[Job]:
Copy the job posting below word for word, from "Coalition, Inc." up to and including "build self-service capabilities.".

Senior Site Reliability Engineer

Coalition, Inc.
2d$135,900 - $215,000Remote

About The Position

We are looking for a Senior Site Reliability Engineer to join our Platform SRE team. In this role, you will build and operate the infrastructure, tools, and "paved roads" that empower our developers to deliver scalable, secure, and reliable software with speed and confidence. You'll work across the entire stack—from infrastructure automation and observability to developer enablement and system reliability. You will be a key collaborator with software engineering and security teams, helping to evolve our Infrastructure as Code (IaC), enhance CI/CD pipelines, and scale our internal developer platform. We value pragmatism and engineering excellence, primarily using Python, Go, and AWS to reduce toil and build self-service capabilities.

[Data provided]:

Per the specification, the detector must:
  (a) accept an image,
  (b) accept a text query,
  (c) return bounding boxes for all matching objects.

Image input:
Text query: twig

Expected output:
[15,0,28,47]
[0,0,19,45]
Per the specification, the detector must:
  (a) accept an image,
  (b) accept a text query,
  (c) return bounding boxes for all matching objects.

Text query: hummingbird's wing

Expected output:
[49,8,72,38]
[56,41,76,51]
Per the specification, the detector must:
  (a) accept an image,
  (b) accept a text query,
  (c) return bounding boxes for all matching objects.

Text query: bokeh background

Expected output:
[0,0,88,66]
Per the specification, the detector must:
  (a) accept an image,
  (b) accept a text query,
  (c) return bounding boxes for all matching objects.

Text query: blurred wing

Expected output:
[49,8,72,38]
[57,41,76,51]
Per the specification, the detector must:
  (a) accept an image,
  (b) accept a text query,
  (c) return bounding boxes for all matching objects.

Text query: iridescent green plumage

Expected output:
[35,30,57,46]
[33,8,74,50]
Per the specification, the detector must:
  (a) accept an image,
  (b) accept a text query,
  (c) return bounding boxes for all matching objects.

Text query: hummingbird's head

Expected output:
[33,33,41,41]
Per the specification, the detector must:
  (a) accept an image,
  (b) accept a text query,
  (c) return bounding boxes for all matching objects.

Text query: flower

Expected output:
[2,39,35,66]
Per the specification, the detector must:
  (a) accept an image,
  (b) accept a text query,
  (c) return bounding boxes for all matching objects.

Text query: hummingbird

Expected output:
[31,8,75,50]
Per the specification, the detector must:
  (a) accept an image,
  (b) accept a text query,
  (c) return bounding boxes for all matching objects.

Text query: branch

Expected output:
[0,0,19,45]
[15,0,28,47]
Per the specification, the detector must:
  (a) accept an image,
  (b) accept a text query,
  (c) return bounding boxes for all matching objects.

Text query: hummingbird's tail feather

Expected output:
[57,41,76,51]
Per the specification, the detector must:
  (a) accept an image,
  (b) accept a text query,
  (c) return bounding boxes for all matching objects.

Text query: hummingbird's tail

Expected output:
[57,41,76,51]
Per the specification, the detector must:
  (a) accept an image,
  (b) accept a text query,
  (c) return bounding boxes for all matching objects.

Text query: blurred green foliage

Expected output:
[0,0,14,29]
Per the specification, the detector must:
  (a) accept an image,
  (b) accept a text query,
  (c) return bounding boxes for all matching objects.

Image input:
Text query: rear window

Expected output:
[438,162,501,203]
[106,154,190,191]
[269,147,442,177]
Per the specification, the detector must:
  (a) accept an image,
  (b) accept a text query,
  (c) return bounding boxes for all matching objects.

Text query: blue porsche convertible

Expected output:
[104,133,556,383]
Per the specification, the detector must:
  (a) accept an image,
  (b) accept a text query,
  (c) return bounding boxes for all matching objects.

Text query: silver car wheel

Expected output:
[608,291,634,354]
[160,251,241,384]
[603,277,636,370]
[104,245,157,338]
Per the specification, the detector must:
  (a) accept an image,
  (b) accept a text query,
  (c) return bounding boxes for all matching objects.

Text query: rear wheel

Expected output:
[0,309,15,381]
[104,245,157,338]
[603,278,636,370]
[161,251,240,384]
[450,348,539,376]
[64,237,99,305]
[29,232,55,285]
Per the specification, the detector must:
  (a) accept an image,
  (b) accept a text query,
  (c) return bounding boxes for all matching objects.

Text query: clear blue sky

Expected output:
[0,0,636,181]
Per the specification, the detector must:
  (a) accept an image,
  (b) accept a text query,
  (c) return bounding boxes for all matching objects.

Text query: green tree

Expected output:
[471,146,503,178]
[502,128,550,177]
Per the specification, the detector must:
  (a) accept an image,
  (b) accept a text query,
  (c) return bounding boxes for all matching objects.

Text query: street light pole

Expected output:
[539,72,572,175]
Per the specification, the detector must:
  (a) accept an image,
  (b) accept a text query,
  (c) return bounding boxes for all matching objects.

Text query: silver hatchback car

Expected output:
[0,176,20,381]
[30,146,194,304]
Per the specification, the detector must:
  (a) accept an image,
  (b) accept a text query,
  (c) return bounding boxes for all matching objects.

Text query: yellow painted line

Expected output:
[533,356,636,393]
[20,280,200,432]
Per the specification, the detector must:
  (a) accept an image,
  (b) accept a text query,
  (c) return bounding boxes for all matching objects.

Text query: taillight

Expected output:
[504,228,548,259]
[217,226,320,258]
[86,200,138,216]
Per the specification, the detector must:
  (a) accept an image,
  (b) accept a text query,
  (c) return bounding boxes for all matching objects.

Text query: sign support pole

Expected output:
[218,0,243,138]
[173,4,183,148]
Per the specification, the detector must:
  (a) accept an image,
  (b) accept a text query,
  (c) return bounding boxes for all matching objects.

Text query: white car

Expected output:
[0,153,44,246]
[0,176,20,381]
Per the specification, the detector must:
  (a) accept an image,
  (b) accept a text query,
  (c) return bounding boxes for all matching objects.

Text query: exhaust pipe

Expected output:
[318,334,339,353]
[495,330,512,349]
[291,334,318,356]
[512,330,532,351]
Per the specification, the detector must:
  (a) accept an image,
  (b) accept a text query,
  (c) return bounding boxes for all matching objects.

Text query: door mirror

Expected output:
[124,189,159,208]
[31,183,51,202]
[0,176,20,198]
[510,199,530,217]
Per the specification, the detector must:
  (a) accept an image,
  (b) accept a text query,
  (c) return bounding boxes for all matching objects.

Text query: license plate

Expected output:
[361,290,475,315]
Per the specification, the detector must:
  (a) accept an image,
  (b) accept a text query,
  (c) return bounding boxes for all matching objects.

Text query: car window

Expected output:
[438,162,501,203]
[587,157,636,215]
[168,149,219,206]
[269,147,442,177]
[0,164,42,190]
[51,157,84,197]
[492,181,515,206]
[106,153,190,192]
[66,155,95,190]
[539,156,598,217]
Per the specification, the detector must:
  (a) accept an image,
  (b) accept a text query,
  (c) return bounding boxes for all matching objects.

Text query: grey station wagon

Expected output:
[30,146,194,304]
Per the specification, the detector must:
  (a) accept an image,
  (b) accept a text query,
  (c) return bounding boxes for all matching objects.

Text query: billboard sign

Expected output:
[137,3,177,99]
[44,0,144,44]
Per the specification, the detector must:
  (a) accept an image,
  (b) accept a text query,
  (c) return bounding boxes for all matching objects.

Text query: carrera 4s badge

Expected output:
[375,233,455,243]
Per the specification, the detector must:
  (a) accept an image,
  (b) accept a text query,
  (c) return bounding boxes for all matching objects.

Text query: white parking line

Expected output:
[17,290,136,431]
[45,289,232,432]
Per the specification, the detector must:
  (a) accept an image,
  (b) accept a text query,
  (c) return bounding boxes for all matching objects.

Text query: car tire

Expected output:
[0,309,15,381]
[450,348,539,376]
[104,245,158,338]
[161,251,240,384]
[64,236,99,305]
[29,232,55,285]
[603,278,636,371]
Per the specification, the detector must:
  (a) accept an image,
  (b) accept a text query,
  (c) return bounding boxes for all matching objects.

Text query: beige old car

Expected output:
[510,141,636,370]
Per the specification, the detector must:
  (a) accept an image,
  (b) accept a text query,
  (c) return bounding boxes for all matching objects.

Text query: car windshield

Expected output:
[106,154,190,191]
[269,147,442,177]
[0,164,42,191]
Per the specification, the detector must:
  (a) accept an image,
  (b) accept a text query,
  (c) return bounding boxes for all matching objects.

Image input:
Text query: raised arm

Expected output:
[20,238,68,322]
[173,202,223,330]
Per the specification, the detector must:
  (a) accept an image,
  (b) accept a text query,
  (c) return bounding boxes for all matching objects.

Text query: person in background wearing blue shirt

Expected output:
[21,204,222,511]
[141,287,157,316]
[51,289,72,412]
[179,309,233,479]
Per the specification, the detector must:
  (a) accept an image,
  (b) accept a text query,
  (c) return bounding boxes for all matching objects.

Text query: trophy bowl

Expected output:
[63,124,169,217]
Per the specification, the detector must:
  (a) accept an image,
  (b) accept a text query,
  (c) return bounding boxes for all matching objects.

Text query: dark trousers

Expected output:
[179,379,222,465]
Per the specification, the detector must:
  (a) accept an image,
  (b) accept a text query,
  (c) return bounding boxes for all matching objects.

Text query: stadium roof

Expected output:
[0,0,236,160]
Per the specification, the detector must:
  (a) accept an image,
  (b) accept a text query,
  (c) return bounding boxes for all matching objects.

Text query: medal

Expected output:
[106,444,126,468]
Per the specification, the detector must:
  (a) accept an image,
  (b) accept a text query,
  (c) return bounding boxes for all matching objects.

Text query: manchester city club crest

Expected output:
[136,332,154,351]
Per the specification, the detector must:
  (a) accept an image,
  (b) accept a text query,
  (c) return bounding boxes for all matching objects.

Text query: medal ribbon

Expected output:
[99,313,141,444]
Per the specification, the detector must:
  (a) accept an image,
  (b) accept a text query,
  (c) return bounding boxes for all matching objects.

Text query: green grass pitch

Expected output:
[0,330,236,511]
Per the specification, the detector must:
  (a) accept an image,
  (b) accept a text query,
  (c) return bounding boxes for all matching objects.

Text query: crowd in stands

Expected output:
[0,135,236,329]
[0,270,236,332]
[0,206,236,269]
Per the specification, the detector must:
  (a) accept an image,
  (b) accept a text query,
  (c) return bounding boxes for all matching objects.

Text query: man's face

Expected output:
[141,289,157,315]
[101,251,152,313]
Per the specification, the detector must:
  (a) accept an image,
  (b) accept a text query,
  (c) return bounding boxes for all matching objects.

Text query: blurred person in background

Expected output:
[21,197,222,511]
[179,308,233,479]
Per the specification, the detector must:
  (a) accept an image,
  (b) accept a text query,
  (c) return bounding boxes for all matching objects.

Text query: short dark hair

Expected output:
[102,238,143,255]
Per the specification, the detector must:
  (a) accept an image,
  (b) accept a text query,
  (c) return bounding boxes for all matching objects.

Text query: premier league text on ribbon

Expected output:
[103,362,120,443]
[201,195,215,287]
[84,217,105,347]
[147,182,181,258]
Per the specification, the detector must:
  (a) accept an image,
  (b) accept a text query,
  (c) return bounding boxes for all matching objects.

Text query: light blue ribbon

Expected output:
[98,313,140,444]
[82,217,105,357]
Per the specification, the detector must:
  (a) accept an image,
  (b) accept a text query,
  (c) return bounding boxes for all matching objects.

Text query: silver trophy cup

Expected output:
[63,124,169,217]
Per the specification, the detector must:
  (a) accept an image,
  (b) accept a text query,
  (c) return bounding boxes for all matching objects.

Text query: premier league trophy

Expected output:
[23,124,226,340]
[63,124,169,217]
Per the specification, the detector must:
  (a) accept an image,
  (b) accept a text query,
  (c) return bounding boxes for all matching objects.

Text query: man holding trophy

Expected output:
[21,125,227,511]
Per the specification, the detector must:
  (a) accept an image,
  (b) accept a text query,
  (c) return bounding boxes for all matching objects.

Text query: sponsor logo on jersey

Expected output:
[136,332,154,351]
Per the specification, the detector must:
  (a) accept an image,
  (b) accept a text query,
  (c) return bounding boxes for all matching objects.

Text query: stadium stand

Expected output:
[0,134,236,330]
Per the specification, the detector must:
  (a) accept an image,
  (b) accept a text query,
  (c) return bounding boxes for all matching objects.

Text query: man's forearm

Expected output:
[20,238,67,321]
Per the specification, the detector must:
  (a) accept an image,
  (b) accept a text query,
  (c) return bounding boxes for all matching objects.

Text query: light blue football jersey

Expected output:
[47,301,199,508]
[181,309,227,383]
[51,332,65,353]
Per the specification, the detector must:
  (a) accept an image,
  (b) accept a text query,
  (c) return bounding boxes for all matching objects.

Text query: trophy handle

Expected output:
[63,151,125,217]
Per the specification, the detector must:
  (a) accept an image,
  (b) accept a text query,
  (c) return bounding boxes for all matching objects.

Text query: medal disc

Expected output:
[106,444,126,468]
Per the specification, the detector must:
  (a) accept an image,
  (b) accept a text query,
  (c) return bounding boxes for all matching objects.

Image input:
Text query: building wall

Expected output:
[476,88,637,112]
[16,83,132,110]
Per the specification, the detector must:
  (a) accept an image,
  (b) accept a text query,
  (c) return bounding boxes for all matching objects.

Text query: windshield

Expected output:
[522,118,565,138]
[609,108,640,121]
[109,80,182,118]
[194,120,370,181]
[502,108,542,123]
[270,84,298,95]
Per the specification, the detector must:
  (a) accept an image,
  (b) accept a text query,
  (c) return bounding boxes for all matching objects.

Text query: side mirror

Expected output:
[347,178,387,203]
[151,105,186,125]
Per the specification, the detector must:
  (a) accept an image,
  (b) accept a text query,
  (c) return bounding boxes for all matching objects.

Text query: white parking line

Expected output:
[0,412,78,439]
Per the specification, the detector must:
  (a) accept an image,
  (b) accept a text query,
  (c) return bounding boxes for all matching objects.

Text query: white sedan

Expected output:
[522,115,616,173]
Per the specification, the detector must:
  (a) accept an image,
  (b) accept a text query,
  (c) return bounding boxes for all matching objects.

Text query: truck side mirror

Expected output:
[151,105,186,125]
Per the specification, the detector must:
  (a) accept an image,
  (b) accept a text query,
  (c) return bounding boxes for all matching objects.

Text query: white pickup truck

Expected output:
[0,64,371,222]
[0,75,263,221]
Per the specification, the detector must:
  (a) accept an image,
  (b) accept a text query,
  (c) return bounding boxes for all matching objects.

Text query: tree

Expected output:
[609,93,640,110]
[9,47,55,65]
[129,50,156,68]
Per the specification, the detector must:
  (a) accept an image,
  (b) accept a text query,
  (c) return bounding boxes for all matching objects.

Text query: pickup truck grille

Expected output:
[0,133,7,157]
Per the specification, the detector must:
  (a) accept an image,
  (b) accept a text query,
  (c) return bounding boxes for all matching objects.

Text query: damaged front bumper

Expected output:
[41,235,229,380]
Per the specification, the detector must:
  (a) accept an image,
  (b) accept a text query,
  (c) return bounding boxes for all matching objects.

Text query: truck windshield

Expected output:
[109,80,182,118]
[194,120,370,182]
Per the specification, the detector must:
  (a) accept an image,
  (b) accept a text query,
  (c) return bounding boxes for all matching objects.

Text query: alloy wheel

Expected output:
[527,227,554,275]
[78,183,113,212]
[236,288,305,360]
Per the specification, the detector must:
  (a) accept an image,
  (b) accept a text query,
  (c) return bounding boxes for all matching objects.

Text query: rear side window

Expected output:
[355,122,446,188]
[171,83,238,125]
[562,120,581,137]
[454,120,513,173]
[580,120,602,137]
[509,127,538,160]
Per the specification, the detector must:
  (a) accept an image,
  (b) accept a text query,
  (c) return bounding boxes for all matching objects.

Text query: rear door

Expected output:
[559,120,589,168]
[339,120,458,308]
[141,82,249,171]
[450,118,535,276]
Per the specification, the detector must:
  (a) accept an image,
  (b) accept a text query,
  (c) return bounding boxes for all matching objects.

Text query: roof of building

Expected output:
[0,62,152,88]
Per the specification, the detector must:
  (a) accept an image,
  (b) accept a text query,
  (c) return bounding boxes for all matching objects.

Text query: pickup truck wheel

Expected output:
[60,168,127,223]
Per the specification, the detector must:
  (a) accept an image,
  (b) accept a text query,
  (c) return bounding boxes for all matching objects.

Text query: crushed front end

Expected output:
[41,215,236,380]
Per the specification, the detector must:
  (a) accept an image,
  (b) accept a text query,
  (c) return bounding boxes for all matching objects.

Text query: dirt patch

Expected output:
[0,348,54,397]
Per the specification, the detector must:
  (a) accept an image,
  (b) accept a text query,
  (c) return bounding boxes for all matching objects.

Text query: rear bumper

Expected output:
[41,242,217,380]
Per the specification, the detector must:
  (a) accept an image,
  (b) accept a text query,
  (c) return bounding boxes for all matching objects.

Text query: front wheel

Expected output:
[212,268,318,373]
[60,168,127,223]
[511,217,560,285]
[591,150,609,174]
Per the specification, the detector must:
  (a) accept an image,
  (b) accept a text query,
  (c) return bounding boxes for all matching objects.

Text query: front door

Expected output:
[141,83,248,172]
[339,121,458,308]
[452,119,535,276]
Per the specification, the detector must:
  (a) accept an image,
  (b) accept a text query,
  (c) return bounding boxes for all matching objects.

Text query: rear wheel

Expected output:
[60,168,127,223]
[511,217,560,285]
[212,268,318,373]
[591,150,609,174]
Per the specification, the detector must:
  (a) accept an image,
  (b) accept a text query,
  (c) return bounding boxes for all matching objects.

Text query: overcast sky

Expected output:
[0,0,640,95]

[Expected answer]:
Coalition, Inc.
2d$135,900 - $215,000Remote

About The Position

We are looking for a Senior Site Reliability Engineer to join our Platform SRE team. In this role, you will build and operate the infrastructure, tools, and "paved roads" that empower our developers to deliver scalable, secure, and reliable software with speed and confidence. You'll work across the entire stack—from infrastructure automation and observability to developer enablement and system reliability. You will be a key collaborator with software engineering and security teams, helping to evolve our Infrastructure as Code (IaC), enhance CI/CD pipelines, and scale our internal developer platform. We value pragmatism and engineering excellence, primarily using Python, Go, and AWS to reduce toil and build self-service capabilities.